--- start of Data to process ---
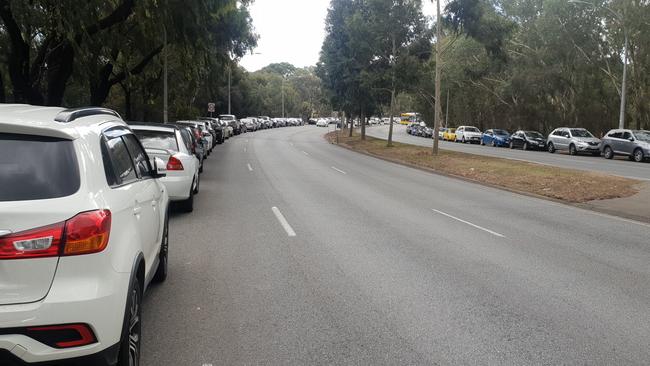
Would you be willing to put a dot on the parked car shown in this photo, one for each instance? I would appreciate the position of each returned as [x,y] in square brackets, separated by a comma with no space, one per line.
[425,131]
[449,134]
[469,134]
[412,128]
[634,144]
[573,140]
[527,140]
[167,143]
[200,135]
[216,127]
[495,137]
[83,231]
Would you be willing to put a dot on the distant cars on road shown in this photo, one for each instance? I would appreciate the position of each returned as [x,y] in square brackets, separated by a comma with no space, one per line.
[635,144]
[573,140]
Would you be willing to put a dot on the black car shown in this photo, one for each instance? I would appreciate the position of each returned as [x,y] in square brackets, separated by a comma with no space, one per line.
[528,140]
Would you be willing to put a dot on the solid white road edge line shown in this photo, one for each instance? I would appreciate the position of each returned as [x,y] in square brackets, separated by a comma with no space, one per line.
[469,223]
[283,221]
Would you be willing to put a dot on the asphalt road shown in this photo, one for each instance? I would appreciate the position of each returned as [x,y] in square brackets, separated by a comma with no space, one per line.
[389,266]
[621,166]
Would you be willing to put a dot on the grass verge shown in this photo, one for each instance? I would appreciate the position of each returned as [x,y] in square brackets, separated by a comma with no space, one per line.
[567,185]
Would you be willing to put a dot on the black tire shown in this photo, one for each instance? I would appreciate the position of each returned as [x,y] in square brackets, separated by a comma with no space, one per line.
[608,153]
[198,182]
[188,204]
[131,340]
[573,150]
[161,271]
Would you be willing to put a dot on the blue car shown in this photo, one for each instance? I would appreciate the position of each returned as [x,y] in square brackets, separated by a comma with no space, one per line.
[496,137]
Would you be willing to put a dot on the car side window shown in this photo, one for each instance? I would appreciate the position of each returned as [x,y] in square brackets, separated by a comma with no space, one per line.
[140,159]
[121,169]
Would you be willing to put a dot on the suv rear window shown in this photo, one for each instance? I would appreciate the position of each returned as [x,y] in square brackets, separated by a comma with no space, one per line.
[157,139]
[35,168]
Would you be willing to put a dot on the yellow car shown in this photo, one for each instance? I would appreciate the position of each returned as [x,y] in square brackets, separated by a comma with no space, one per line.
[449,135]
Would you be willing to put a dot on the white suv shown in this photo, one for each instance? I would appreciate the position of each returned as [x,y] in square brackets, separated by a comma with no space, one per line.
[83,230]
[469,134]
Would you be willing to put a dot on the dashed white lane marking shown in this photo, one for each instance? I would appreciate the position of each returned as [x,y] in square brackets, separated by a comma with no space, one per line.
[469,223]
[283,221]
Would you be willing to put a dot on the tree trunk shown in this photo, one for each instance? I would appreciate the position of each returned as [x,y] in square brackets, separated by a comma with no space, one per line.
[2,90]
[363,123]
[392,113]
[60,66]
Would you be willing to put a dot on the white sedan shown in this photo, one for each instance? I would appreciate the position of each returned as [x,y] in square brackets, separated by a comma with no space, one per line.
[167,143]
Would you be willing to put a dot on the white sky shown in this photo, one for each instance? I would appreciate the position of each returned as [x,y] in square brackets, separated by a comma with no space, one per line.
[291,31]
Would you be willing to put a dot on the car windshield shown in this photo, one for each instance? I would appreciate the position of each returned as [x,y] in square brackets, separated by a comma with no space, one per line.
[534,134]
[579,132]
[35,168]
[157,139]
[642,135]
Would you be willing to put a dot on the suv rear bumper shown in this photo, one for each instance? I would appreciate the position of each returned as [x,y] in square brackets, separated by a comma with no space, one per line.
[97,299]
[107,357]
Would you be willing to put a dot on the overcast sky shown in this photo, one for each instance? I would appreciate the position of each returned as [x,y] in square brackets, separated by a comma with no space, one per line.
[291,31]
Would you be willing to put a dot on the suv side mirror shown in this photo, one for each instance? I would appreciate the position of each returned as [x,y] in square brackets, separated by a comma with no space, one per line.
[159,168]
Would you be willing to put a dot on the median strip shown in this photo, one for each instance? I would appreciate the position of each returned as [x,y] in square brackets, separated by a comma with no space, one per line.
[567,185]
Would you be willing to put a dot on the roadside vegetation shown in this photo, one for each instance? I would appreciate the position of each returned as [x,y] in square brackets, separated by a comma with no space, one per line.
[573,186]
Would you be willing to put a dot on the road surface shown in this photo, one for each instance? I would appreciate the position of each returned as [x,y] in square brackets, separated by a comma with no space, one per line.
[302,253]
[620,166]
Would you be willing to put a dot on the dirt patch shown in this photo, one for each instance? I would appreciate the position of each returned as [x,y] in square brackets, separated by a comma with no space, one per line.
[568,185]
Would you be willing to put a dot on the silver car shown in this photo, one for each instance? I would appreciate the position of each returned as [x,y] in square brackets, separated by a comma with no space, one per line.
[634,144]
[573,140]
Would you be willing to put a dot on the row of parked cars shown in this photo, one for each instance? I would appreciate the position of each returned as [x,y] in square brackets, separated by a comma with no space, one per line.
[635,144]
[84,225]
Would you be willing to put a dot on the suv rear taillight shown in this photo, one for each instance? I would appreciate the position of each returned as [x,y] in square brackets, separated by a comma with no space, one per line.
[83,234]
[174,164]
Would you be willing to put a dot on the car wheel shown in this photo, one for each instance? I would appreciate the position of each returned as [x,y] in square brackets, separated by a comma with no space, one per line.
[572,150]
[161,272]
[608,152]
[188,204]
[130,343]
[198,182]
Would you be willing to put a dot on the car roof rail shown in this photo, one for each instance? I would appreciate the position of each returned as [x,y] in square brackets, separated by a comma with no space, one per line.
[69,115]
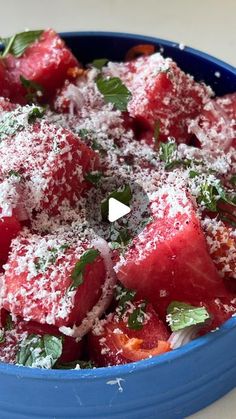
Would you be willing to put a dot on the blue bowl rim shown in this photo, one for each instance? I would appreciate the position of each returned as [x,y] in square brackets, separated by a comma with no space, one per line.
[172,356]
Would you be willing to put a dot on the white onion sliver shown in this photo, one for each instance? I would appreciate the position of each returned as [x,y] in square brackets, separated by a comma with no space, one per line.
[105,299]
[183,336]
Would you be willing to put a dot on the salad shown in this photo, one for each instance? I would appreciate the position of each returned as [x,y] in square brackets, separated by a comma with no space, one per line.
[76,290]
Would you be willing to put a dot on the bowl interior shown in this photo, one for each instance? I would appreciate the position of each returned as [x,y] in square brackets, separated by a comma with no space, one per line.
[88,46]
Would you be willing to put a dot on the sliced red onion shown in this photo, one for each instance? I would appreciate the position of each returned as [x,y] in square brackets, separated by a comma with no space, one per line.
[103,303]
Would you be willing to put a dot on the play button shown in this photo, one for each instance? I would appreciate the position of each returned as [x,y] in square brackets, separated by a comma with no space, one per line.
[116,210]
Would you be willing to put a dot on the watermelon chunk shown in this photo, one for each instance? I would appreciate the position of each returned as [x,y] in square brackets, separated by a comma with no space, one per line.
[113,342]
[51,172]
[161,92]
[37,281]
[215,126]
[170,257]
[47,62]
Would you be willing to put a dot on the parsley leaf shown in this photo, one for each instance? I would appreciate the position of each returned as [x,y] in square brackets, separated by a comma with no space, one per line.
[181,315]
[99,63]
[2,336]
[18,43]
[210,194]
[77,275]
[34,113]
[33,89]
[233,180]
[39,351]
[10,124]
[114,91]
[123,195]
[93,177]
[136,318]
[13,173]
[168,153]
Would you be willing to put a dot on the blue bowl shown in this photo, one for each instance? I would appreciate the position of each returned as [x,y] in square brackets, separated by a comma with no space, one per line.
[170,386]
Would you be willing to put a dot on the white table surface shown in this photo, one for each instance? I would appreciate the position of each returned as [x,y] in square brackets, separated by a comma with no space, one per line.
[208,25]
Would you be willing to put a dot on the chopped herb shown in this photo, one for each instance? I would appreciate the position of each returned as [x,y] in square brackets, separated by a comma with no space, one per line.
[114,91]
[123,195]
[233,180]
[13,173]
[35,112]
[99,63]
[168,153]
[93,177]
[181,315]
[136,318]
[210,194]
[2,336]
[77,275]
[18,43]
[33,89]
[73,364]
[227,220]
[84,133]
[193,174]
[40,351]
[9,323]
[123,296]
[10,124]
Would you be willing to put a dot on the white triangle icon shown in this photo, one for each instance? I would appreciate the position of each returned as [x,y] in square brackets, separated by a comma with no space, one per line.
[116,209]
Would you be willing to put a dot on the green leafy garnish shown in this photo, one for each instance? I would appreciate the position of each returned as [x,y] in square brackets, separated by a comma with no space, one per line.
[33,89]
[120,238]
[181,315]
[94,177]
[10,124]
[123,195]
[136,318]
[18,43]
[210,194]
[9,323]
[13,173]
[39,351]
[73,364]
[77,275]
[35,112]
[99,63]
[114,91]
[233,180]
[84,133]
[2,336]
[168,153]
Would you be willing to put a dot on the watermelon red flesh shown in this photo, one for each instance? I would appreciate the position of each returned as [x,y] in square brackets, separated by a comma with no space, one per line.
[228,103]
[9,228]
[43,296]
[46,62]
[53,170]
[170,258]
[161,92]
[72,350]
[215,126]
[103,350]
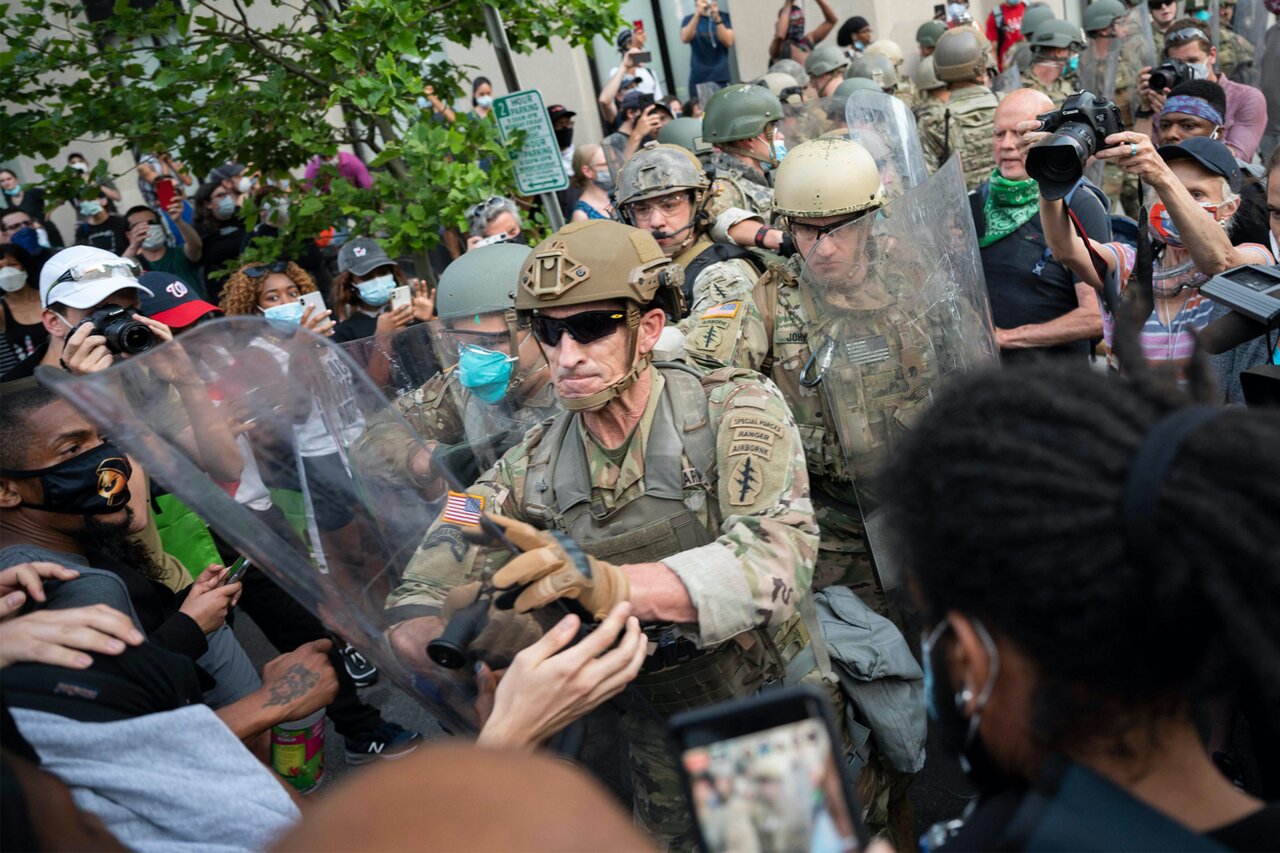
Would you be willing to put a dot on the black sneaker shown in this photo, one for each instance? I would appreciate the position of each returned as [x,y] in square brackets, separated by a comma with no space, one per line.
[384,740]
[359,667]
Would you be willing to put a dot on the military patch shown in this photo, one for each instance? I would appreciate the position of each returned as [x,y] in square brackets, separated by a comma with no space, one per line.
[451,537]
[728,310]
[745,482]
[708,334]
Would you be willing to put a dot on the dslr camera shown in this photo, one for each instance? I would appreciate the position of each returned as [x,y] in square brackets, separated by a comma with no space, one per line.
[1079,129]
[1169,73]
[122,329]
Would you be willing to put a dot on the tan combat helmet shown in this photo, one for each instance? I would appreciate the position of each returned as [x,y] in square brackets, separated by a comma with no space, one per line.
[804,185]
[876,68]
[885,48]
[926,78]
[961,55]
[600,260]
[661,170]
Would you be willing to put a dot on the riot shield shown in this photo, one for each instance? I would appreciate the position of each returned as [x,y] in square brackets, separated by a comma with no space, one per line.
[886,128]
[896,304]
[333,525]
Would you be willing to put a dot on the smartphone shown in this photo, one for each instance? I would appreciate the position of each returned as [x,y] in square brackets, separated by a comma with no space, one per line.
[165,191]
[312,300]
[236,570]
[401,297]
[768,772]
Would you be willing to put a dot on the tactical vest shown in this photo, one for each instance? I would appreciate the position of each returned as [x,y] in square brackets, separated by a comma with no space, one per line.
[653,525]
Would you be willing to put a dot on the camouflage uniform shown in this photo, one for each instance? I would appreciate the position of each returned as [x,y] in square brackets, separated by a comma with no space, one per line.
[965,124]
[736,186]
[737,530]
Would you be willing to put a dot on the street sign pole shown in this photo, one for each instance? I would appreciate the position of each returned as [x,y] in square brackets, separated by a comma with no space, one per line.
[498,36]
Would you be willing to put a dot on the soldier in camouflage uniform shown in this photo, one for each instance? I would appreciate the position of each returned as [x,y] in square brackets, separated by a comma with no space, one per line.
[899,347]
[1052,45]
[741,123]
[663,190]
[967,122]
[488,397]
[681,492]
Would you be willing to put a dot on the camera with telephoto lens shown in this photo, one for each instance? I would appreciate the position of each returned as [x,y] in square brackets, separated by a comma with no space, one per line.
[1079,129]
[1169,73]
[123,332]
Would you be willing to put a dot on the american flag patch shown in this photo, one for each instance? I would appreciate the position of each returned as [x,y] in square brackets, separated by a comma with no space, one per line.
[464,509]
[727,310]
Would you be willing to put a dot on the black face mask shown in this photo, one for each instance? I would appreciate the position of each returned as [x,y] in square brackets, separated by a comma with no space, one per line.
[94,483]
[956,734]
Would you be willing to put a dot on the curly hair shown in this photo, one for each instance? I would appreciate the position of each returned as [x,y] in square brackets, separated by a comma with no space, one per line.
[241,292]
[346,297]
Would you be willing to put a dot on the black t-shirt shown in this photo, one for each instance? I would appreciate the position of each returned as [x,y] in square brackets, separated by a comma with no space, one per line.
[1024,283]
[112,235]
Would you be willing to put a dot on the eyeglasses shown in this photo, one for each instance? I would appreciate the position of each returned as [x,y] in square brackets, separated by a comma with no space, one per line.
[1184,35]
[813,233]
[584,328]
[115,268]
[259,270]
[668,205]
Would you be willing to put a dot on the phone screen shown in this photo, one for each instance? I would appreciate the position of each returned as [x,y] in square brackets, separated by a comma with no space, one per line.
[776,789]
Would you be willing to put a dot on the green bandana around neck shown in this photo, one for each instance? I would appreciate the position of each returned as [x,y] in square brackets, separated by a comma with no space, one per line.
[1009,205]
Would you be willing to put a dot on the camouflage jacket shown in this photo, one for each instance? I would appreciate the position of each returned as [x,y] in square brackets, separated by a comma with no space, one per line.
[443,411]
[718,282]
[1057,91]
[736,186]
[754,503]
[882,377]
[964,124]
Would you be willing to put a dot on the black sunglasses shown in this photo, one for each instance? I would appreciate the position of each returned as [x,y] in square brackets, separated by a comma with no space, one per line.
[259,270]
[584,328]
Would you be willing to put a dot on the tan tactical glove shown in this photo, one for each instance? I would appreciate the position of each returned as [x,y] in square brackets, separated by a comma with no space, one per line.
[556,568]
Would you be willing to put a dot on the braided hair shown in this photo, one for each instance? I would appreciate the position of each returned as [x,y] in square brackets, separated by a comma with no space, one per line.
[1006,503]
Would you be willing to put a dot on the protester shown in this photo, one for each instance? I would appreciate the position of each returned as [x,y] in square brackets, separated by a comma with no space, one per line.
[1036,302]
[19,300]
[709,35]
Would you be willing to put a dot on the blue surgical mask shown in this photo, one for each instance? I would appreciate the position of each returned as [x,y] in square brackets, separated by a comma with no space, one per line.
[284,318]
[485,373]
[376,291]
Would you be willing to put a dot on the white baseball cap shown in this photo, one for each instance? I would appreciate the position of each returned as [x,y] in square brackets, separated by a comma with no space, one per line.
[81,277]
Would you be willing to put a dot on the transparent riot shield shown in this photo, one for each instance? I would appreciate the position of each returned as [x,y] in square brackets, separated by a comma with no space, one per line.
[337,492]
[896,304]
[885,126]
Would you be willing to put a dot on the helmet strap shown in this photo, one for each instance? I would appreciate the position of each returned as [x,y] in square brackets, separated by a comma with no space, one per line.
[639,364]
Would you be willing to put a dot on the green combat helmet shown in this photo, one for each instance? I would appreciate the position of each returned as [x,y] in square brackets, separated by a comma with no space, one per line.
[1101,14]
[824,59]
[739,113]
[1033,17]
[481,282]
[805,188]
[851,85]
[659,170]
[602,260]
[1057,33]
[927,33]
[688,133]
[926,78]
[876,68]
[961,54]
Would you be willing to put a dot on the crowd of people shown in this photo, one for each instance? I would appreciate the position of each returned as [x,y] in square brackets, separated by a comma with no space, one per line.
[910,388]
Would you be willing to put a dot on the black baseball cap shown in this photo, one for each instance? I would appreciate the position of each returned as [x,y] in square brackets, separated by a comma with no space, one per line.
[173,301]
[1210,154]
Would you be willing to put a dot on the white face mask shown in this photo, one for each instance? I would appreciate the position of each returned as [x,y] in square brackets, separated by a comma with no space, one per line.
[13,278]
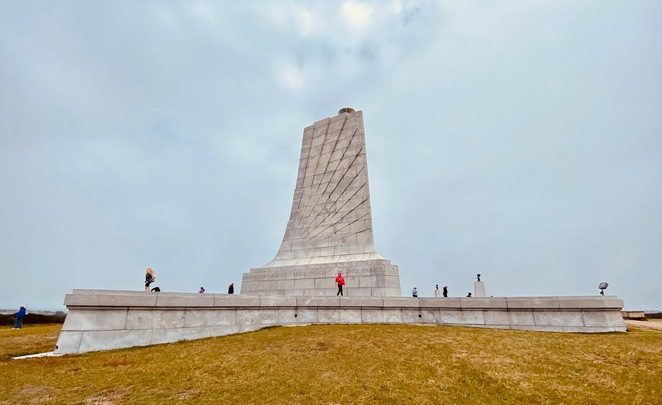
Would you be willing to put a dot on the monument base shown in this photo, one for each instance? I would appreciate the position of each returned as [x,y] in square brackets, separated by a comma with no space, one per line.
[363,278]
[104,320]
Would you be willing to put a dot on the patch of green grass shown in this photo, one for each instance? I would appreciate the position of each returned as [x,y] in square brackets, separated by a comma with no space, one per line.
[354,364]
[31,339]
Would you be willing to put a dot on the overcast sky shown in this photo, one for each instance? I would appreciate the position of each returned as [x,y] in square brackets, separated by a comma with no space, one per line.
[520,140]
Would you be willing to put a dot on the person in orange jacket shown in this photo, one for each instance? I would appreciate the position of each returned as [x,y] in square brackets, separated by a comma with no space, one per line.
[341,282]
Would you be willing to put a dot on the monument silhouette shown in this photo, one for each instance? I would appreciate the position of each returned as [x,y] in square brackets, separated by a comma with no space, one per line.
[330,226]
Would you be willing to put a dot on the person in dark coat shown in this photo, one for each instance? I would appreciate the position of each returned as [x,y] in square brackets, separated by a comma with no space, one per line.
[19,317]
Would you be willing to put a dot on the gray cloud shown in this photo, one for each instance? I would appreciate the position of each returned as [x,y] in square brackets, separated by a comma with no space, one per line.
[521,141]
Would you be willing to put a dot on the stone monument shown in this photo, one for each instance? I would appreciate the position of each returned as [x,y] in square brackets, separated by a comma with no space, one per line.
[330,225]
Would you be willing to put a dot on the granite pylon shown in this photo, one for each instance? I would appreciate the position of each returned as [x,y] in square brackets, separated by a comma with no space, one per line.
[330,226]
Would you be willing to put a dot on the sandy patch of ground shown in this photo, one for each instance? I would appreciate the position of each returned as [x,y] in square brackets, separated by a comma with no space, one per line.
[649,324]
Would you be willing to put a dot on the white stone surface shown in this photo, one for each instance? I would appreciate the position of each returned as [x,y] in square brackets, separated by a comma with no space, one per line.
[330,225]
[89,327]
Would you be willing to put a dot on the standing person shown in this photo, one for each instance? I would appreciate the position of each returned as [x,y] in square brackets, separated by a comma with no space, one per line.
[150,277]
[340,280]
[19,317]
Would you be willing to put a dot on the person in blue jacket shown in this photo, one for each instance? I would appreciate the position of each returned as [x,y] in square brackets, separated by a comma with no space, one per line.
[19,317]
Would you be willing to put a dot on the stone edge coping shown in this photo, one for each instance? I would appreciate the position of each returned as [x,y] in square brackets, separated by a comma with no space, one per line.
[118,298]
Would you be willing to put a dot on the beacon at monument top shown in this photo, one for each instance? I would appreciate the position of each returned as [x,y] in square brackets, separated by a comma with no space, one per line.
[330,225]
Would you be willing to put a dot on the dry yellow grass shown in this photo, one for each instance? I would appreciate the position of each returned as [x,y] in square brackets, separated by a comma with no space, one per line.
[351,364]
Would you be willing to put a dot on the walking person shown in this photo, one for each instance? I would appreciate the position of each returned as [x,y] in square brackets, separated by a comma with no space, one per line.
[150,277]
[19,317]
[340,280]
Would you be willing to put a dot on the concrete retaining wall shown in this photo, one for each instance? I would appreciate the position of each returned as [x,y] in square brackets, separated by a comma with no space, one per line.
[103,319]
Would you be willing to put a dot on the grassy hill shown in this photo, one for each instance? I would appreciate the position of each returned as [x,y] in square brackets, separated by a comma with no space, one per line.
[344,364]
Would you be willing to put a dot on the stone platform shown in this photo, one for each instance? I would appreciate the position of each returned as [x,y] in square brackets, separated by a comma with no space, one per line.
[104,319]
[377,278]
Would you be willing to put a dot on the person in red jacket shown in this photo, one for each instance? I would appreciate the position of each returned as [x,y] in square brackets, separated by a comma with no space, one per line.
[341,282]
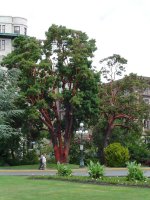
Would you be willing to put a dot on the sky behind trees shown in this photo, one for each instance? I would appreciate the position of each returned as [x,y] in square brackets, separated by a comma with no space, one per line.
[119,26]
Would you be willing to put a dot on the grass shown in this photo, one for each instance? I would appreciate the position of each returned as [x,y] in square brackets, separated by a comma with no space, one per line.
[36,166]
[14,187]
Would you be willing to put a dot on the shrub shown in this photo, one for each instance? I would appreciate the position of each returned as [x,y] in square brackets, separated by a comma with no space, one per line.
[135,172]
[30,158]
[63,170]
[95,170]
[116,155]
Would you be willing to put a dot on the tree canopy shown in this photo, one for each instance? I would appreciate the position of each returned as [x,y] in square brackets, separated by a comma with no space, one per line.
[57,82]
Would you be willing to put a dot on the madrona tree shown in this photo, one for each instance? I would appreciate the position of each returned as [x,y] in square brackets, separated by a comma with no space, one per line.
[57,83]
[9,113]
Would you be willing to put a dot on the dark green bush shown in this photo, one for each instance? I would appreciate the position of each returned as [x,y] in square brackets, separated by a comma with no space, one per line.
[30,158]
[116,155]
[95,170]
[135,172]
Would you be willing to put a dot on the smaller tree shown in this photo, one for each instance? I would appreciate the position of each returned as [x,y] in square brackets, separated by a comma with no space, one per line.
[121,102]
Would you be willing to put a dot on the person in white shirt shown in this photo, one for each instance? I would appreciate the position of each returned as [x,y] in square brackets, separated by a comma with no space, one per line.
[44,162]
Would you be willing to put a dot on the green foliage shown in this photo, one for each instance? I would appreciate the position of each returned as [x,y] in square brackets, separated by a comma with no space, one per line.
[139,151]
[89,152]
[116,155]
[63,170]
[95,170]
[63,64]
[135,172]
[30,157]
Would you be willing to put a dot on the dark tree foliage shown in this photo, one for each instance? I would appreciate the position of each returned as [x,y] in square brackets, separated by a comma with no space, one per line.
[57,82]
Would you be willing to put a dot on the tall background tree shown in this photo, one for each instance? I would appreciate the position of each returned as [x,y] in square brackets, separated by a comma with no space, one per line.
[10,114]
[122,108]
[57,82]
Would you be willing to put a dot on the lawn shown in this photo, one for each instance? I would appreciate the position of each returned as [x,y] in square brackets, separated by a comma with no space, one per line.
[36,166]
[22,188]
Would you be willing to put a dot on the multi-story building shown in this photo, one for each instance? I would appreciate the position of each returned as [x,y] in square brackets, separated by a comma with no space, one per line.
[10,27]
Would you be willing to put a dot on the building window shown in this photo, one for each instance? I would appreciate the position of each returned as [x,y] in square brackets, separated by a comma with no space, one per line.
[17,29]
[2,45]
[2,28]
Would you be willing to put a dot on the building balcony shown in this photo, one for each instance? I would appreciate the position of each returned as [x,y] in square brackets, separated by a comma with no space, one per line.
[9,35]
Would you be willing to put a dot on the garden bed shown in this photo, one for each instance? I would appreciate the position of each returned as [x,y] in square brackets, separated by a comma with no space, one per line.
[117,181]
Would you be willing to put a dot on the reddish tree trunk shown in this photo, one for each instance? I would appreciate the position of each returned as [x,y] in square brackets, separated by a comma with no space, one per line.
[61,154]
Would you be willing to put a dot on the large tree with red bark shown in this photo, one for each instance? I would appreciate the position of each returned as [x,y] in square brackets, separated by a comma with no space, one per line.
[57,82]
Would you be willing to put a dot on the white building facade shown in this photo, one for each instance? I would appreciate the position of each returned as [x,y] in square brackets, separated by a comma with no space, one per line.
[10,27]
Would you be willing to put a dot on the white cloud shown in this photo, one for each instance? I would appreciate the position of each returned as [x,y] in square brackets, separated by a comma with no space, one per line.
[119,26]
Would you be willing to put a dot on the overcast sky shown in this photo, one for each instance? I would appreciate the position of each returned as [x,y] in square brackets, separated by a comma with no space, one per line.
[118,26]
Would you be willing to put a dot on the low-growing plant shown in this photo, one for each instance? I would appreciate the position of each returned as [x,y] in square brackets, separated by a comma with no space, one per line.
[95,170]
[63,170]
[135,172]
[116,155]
--- end of Data to process ---
Using the material above, extract the line that contains "Would you be willing to put a dot on the reddish" and every line after it, exactly as given; stop at the last line.

### Task result:
Would you be willing to put a dot on the reddish tree trunk shown in this photo, one for each instance? I would appreciate the position of each returned as [x,y] in square brackets, separated by a comma with no space, one per line.
[61,154]
Would you be willing to put a dot on the large tree with red bark shown in this photo, one for each instance? I would appreciate the position of each returned as [x,y] in square brackets, separated by a comma with no space, one per line.
[57,82]
Would you be willing to put a dot on the white building facade shown in this photo, one for each instance? I would appreciate the position of each returned as [x,y] in square brackets, separated by a comma with no space, one per line.
[10,27]
Would you be willing to put a dot on the white cloud shown in this photo, one for each instance? I would appreciate the position of each returned as [x,y] in square brackets, separated by a comma with no space, one per line.
[119,26]
Would you be willing to put a dot on the overcast sky shown in this photo, one for each instance? I would appreciate the position of each returned as [x,y] in square brackets, separated by a comma with no space, one per line.
[118,26]
Would you be willing to put a dot on the low-growing plant shown in this photo, one for each instance? I would appreciate the position of each returned as [x,y] in square brackets, separated by a comma with no space, one per line.
[95,170]
[63,170]
[135,172]
[116,155]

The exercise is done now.